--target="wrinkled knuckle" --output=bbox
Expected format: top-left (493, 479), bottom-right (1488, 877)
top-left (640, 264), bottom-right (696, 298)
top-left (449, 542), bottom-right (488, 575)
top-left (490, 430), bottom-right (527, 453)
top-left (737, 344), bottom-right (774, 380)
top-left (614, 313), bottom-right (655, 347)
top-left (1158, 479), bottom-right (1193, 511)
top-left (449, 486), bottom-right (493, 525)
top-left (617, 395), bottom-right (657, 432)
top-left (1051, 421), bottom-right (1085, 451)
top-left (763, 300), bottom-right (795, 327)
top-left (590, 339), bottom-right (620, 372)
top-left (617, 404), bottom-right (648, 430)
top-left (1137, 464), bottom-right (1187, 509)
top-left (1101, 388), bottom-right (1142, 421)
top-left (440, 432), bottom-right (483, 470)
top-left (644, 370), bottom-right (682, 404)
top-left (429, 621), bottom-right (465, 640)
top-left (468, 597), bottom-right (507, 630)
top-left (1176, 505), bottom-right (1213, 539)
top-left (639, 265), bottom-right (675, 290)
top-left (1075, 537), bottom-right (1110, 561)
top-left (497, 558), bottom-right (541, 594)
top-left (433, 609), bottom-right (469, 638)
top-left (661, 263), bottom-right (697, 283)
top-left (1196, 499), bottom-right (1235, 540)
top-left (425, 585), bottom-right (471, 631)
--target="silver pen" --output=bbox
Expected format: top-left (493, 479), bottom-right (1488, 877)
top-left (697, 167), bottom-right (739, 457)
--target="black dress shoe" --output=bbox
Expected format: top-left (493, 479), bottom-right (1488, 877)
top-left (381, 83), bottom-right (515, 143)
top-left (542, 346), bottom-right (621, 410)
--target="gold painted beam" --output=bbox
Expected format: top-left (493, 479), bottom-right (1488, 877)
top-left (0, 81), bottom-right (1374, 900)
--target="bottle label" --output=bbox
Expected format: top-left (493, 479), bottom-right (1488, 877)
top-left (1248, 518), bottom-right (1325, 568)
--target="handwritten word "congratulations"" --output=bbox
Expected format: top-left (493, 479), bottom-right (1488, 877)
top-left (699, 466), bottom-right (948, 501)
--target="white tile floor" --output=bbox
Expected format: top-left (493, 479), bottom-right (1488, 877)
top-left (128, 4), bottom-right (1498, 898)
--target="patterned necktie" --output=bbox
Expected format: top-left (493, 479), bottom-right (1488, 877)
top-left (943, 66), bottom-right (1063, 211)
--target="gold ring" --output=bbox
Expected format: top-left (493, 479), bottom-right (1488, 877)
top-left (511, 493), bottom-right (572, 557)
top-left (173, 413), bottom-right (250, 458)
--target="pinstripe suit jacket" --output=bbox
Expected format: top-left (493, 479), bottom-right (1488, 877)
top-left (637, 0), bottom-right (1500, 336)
##############################
» **Your goal**: Work out how many lines of the records contain "bbox", and reply with the number alone.

» **Exercise solution**: 10